+++ DATA FOR THE TASK

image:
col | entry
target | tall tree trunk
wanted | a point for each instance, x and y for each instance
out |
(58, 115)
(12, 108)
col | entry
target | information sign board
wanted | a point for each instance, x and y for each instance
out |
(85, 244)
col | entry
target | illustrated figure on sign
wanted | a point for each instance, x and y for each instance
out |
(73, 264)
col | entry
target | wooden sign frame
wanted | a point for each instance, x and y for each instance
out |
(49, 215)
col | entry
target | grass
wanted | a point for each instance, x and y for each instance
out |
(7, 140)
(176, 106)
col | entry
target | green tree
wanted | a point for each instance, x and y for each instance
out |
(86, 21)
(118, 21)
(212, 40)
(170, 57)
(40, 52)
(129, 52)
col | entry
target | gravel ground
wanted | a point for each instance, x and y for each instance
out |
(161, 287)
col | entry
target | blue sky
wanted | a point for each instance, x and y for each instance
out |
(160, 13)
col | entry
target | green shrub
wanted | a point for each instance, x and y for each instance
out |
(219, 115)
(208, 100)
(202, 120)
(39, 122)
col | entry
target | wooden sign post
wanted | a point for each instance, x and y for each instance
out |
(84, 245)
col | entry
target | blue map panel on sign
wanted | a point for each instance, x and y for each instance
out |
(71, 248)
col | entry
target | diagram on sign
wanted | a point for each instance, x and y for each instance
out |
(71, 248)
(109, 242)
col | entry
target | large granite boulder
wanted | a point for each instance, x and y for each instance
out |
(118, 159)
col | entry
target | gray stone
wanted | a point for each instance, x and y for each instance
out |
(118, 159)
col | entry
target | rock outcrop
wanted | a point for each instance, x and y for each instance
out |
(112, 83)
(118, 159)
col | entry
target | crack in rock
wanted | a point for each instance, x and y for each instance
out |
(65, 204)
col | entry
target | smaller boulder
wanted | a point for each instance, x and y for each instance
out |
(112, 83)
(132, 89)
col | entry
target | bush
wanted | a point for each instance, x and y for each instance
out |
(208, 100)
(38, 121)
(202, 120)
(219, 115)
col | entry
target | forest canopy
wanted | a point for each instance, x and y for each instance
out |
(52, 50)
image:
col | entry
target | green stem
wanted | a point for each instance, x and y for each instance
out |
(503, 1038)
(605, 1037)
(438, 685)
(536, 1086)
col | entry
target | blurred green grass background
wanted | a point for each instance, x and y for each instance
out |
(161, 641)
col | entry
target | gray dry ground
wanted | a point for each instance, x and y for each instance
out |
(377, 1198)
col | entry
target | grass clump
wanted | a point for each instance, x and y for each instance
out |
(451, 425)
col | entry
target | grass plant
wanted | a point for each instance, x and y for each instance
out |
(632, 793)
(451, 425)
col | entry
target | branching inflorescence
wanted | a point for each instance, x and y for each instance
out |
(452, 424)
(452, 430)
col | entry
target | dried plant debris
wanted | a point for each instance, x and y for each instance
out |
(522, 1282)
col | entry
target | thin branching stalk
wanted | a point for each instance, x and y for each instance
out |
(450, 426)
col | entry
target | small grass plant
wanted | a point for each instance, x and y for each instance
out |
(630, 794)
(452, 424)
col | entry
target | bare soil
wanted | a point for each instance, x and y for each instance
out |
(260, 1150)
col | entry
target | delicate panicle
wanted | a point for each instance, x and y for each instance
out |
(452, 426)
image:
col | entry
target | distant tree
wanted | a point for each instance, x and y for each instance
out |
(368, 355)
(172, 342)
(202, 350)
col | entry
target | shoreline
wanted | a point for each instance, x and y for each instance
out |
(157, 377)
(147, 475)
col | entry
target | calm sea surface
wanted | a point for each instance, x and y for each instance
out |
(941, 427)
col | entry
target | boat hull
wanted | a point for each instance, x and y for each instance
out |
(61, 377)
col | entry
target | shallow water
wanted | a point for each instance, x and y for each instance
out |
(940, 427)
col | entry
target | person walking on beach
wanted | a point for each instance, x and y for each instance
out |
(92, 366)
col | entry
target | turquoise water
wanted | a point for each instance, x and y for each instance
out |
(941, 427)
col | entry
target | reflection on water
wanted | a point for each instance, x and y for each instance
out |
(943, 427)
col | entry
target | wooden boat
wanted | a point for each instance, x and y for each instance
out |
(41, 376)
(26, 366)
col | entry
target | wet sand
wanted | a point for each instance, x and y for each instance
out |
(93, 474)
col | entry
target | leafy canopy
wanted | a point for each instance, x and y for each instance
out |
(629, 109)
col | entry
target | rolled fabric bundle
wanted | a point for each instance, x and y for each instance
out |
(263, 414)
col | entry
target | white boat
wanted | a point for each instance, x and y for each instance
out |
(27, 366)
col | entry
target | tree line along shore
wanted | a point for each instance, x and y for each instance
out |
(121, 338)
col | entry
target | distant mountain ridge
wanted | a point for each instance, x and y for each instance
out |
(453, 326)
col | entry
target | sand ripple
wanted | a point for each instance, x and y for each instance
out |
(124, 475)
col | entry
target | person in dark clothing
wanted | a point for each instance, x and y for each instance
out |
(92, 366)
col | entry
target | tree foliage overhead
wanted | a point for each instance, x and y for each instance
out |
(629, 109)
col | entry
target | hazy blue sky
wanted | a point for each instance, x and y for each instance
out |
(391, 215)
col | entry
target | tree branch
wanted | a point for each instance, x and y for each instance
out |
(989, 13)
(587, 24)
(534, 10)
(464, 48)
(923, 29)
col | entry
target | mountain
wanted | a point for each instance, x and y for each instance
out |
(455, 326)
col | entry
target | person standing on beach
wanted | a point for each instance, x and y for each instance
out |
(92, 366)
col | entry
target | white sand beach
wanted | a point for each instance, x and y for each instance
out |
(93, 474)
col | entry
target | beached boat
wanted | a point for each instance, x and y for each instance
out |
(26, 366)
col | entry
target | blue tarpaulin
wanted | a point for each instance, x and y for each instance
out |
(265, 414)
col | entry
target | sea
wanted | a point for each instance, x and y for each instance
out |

++++++

-- INSTRUCTION --
Repeat every record exactly as written, please.

-- SOLUTION BELOW --
image:
col | entry
target | tall tree trunk
wanted | a point for each instance, x and y for each instance
out |
(58, 115)
(12, 108)
col | entry
target | information sign board
wanted | a point for each instance, x and y for each instance
out |
(85, 244)
col | entry
target | illustrated figure on sign
wanted | a point for each instance, x and y for each instance
out |
(73, 264)
col | entry
target | wooden sign frame
wanted | a point for each instance, x and y for each instance
out |
(49, 215)
col | entry
target | grass
wanted | a point for each instance, x and y for each instance
out |
(7, 140)
(176, 106)
col | entry
target | green tree
wanted | a point for each instance, x and y for each instance
out |
(86, 21)
(118, 21)
(212, 40)
(170, 57)
(40, 52)
(129, 52)
col | entry
target | gravel ground
wanted | a point for each instance, x and y for each instance
out |
(161, 287)
col | entry
target | blue sky
wanted | a point for each instance, x and y for each instance
out |
(160, 13)
col | entry
target | green shrub
wanted | a point for each instance, x and y for each instance
out |
(219, 115)
(208, 100)
(202, 120)
(39, 122)
col | entry
target | wooden sign post
wanted | a point for each instance, x and y for each instance
out |
(84, 245)
col | entry
target | blue map panel on sign
wanted | a point for each instance, x and y for each instance
out |
(71, 248)
col | entry
target | diagram on sign
wanted | a point for each instance, x and y for each instance
out |
(71, 248)
(109, 242)
col | entry
target | large granite boulder
wanted | a point for each instance, x and y for each instance
out |
(118, 159)
col | entry
target | gray stone
wanted | a point for each instance, x and y for each instance
out |
(118, 159)
col | entry
target | rock outcrop
wanted | a point for each instance, x and y for each instance
out |
(112, 83)
(118, 159)
col | entry
target | crack in rock
wanted | a point for each instance, x and y for each instance
out |
(65, 204)
col | entry
target | smaller boulder
wanted | a point for each instance, x and y for each instance
out |
(112, 83)
(132, 89)
col | entry
target | bush
wanted | a point for each instance, x and y for each instance
out |
(208, 100)
(38, 121)
(202, 120)
(219, 115)
col | entry
target | forest canopy
wanted | a point for each instance, x and y for each instance
out |
(52, 50)
image:
col | entry
target | green stem
wanted | a point for each instance, x and y for each instance
out |
(503, 1038)
(605, 1037)
(438, 685)
(536, 1086)
col | entry
target | blurred green grass background
wanted | a point for each instance, x and y for each instance
out |
(161, 641)
col | entry
target | gray dry ground
wanted | a point for each instance, x and y for each instance
out |
(377, 1198)
col | entry
target | grass clump
wanted | a point for each instance, x and y for each instance
out |
(451, 425)
col | entry
target | grass plant
wanted | a point for each instance, x and y for each instance
out |
(632, 793)
(451, 425)
col | entry
target | branching inflorescence
wanted | a point for each instance, x and y for each instance
out |
(452, 424)
(452, 430)
col | entry
target | dried plant debris
wanted | a point for each instance, x and y for each instance
out |
(522, 1282)
col | entry
target | thin branching stalk
wanted | a point for each instance, x and y for each instance
out |
(450, 426)
col | entry
target | small grass plant
wanted | a point for each instance, x and y for each instance
out |
(630, 794)
(452, 424)
col | entry
target | bare soil
wanted | a point for each instance, x and y for each instance
out |
(260, 1150)
col | entry
target | delicate panicle
wanted | a point for each instance, x and y for each instance
out |
(452, 426)
image:
col | entry
target | distant tree
wanted | a point for each instance, x and y for each instance
out |
(368, 355)
(172, 342)
(202, 350)
col | entry
target | shoreline
wanted | a point for each instance, x and y for each instance
out |
(157, 377)
(147, 475)
col | entry
target | calm sea surface
wanted | a point for each instance, x and y for each instance
out |
(941, 427)
col | entry
target | boat hull
wanted | a point for each instance, x and y for each instance
out |
(61, 377)
col | entry
target | shallow water
wanted | a point for each instance, x and y for each instance
out |
(940, 427)
col | entry
target | person walking on beach
wanted | a point for each instance, x and y for each instance
out |
(92, 366)
col | entry
target | turquoise water
wanted | a point for each instance, x and y for each instance
out |
(941, 427)
col | entry
target | reflection on water
wanted | a point for each instance, x and y for each instance
out |
(943, 427)
col | entry
target | wooden boat
wanted | a point for each instance, x and y for each instance
out |
(41, 376)
(26, 366)
col | entry
target | wet sand
wanted | a point for each instance, x and y for each instance
out |
(93, 474)
col | entry
target | leafy canopy
wanted | a point for each instance, x and y for each instance
out |
(629, 109)
col | entry
target | rolled fabric bundle
wanted | a point for each instance, x and y for each instance
out |
(263, 414)
col | entry
target | white boat
wanted | a point for each instance, x and y for each instance
out |
(27, 366)
col | entry
target | tree line along shore
wanted | a point for each instance, x and y for each instance
out |
(121, 338)
col | entry
target | distant mountain ridge
wanted | a point for each instance, x and y for each instance
out |
(453, 326)
col | entry
target | sand ripple
wanted | a point for each instance, x and y for each instance
out |
(124, 475)
col | entry
target | person in dark clothing
wanted | a point for each instance, x and y for each instance
out |
(92, 366)
col | entry
target | tree foliage overhead
wanted | a point for each instance, x and y for each instance
out |
(629, 109)
col | entry
target | hazy blue sky
wanted | a point for each instance, x and y for each instance
out |
(391, 215)
col | entry
target | tree branch
wanted | a point for each instance, x and y for each instance
out |
(989, 13)
(587, 24)
(534, 10)
(464, 48)
(923, 29)
col | entry
target | mountain
wanted | a point for each instance, x and y for each instance
out |
(455, 326)
col | entry
target | person standing on beach
wanted | a point for each instance, x and y for each instance
out |
(92, 366)
col | entry
target | white sand beach
wanted | a point for each instance, x and y for each instance
out |
(93, 474)
col | entry
target | beached boat
wanted | a point for each instance, x and y for each instance
out |
(26, 366)
col | entry
target | blue tarpaulin
wanted | a point for each instance, x and y for each instance
out |
(265, 414)
col | entry
target | sea
wanted | a point for each instance, x and y for each instance
out |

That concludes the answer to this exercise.